**Passage:**
One early season water-seeded rice pest is the rice seed midge. I haven’t had too many calls about seed midge in my time here at LSU AgCenter, but I want to give you a little brush up on the biology of this pest and how to scout for injury. You can learn more about rice seed midge by clicking here.

Rice seed midge larvae injure rice seedlings by feeding on the roots and seeds of young seedlings. Begin scouting for seed midges 5 to 7 days after seeding the field. Look for hollow seeds and chewing marks on the seed, roots, or seedlings. If you confirm rice seed midge in a field causing injury, please shoot me an email. I’d like to get some better field shots of the injury and close-ups of this insect.

Rice Seed Midge - Chironomus spp.
The larvae develop through four instars before pupating under water in tubes.
The life cycle from egg to adult requires one to two weeks.

**Entries provided:**
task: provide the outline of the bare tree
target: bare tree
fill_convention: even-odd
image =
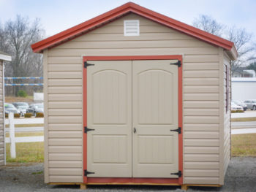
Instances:
[[[30,22],[29,18],[17,15],[0,27],[0,49],[10,54],[12,61],[6,65],[6,77],[31,77],[42,74],[42,55],[34,53],[31,45],[42,39],[44,30],[39,20]],[[15,82],[19,82],[16,80]],[[20,88],[15,87],[17,95]]]
[[[211,17],[206,15],[200,15],[198,18],[195,19],[193,26],[206,32],[221,36],[225,26],[217,23]]]
[[[236,26],[227,27],[205,15],[200,15],[198,18],[195,19],[193,26],[234,42],[238,53],[238,58],[232,62],[233,71],[236,71],[244,65],[255,50],[255,46],[253,46],[252,42],[252,35],[248,33],[245,28],[236,28]]]

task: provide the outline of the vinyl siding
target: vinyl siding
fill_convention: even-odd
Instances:
[[[0,61],[0,166],[4,165],[5,161],[3,99],[3,64]]]
[[[124,19],[140,36],[124,36]],[[184,55],[184,183],[219,184],[219,49],[134,14],[48,50],[46,183],[83,181],[83,56],[143,55]]]
[[[230,59],[228,58],[227,56],[225,55],[224,57],[224,131],[223,131],[223,137],[224,137],[224,143],[223,143],[223,158],[224,158],[224,175],[227,172],[227,169],[228,167],[228,164],[230,162],[230,111],[227,110],[226,111],[226,93],[227,93],[227,87],[226,87],[226,80],[227,80],[227,77],[226,77],[226,67],[225,66],[227,66],[228,69],[230,69]],[[231,73],[230,72],[230,74]],[[231,82],[230,82],[231,78],[230,77],[230,87],[229,87],[229,106],[230,106],[230,101],[231,101]]]

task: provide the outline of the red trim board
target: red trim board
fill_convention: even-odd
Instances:
[[[31,45],[31,47],[34,52],[42,53],[45,49],[56,46],[56,45],[59,45],[63,42],[67,42],[73,38],[75,38],[82,34],[101,27],[102,26],[112,22],[113,20],[129,12],[135,13],[147,19],[155,21],[167,27],[173,28],[181,33],[194,37],[198,39],[203,40],[215,46],[223,47],[224,49],[230,51],[231,54],[233,55],[233,57],[235,58],[238,55],[233,42],[202,31],[199,28],[189,26],[176,20],[172,19],[132,2],[124,4],[96,18],[83,22],[79,25],[67,29],[40,42],[34,43]],[[235,48],[234,52],[231,51],[233,47]]]
[[[183,174],[183,122],[182,122],[182,55],[135,55],[135,56],[84,56],[86,61],[124,61],[124,60],[169,60],[177,59],[181,61],[181,66],[178,69],[178,126],[181,127],[181,134],[178,134],[178,170]],[[87,72],[83,68],[83,126],[87,126]],[[83,133],[83,169],[87,169],[87,134]],[[183,184],[183,175],[179,178],[114,178],[114,177],[83,177],[84,183],[176,183]]]

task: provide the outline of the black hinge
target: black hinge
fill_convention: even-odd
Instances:
[[[179,61],[179,60],[178,60],[178,62],[174,63],[174,64],[170,64],[170,65],[176,65],[176,66],[178,66],[178,67],[181,67],[181,61]]]
[[[181,128],[178,127],[177,129],[170,130],[170,131],[176,131],[178,134],[181,134]]]
[[[87,127],[84,127],[84,132],[86,134],[87,134],[88,131],[94,131],[95,129],[93,129],[93,128],[89,128]]]
[[[87,169],[84,170],[84,176],[87,177],[87,174],[94,174],[94,172],[87,172]]]
[[[83,63],[84,68],[87,68],[88,66],[91,66],[91,65],[94,65],[94,64],[88,64],[86,61],[84,61],[84,63]]]
[[[181,176],[182,176],[181,171],[178,171],[178,172],[176,172],[176,173],[171,173],[170,174],[177,175],[178,177],[181,177]]]

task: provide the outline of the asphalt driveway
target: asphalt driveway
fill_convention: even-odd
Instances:
[[[78,185],[49,185],[43,164],[9,164],[0,168],[0,191],[83,191]],[[176,186],[90,185],[88,191],[182,191]],[[233,158],[222,188],[190,187],[187,191],[256,191],[256,158]]]

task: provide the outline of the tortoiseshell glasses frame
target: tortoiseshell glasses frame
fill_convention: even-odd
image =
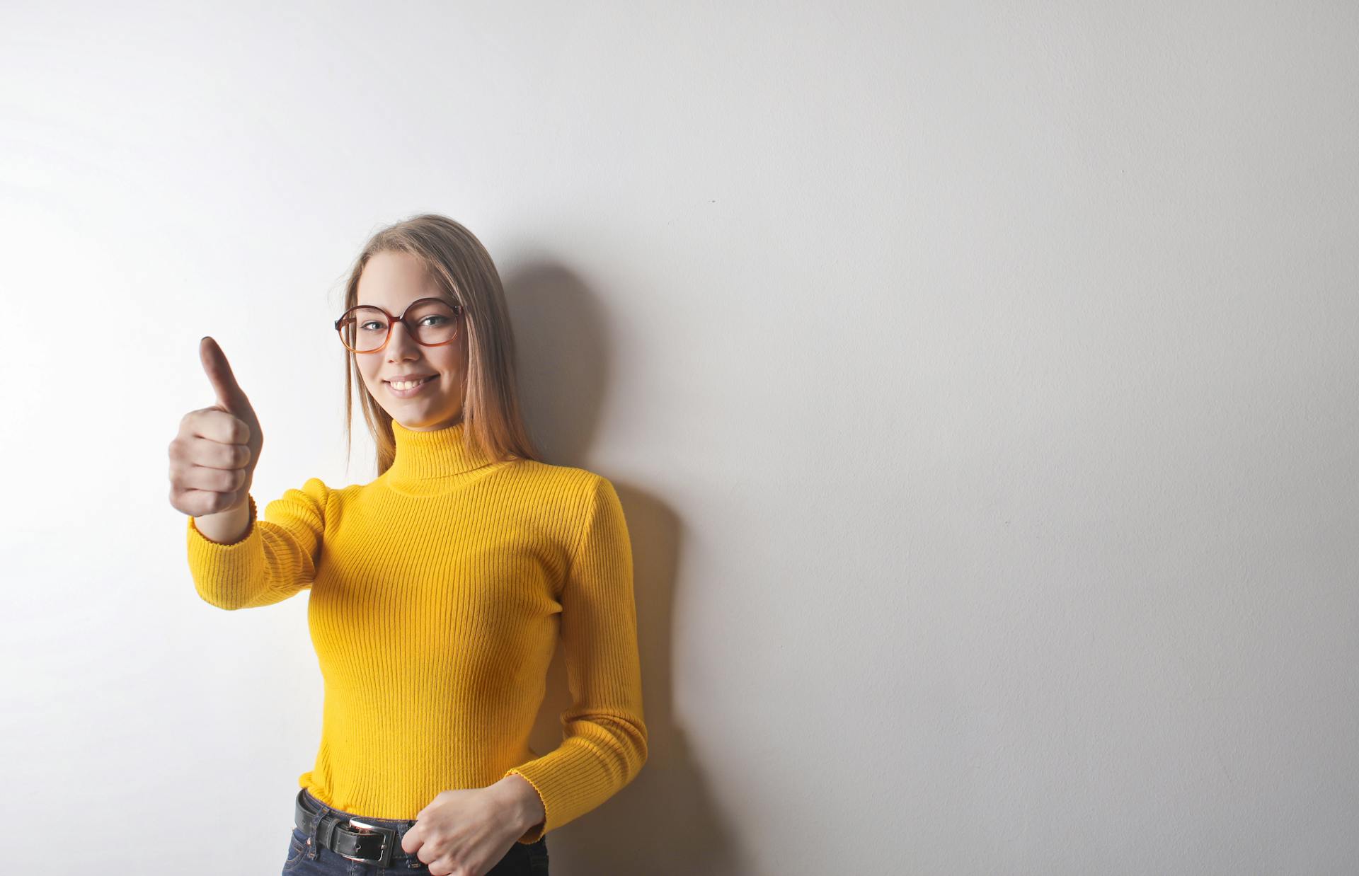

**Brief A:**
Can you print the rice seed midge passage from "One early season" to "of this insect."?
**Brief B:**
According to the rice seed midge passage, how long after seeding a field should scouting for seed midges begin?
**Brief C:**
On which parts does the rice seed midge passage say to look for chewing marks?
Answer using only the rice seed midge passage.

**Exercise response A:**
One early season water-seeded rice pest is the rice seed midge. I haven’t had too many calls about seed midge in my time here at LSU AgCenter, but I want to give you a little brush up on the biology of this pest and how to scout for injury. You can learn more about rice seed midge by clicking here.

Rice seed midge larvae injure rice seedlings by feeding on the roots and seeds of young seedlings. Begin scouting for seed midges 5 to 7 days after seeding the field. Look for hollow seeds and chewing marks on the seed, roots, or seedlings. If you confirm rice seed midge in a field causing injury, please shoot me an email. I’d like to get some better field shots of the injury and close-ups of this insect.

**Exercise response B:**
5 to 7 days after seeding the field.

**Exercise response C:**
The seed, the roots, and the seedlings.